>>>
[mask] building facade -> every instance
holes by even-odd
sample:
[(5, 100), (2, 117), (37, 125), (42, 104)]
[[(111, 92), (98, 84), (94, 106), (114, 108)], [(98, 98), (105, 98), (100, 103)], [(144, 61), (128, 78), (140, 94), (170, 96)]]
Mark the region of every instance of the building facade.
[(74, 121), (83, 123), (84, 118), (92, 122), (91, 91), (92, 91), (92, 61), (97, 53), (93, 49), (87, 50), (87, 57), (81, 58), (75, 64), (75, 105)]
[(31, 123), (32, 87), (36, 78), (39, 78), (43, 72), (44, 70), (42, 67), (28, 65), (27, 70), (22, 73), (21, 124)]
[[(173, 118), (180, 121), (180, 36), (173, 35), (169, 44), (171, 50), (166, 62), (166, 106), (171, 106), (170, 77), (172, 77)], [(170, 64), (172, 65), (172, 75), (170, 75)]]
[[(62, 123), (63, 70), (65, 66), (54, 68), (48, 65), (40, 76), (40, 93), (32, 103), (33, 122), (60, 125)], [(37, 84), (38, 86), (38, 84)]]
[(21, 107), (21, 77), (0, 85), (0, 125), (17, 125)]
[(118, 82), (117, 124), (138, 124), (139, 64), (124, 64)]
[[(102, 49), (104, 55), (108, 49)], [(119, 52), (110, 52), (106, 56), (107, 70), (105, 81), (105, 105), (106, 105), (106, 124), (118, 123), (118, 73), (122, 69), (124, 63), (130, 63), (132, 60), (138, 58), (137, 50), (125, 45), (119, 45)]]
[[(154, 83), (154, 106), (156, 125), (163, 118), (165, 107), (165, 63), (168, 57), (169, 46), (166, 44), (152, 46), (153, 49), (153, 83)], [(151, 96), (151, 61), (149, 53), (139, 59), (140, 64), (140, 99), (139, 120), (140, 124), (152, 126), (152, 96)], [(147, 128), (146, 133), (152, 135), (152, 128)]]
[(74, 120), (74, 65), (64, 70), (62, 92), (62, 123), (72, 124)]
<<<
## Work to be completed
Each line from the beginning of the listing up to the line where "94), (170, 96)]]" appears needs to be given again exactly; please add nothing else.

## Written response
[mask] building facade -> every instance
holes by even-odd
sample:
[(5, 100), (2, 117), (37, 125), (42, 104)]
[[(111, 92), (98, 84), (94, 106), (114, 108)], [(98, 98), (105, 98), (100, 103)], [(144, 61), (128, 78), (140, 94), (170, 96)]]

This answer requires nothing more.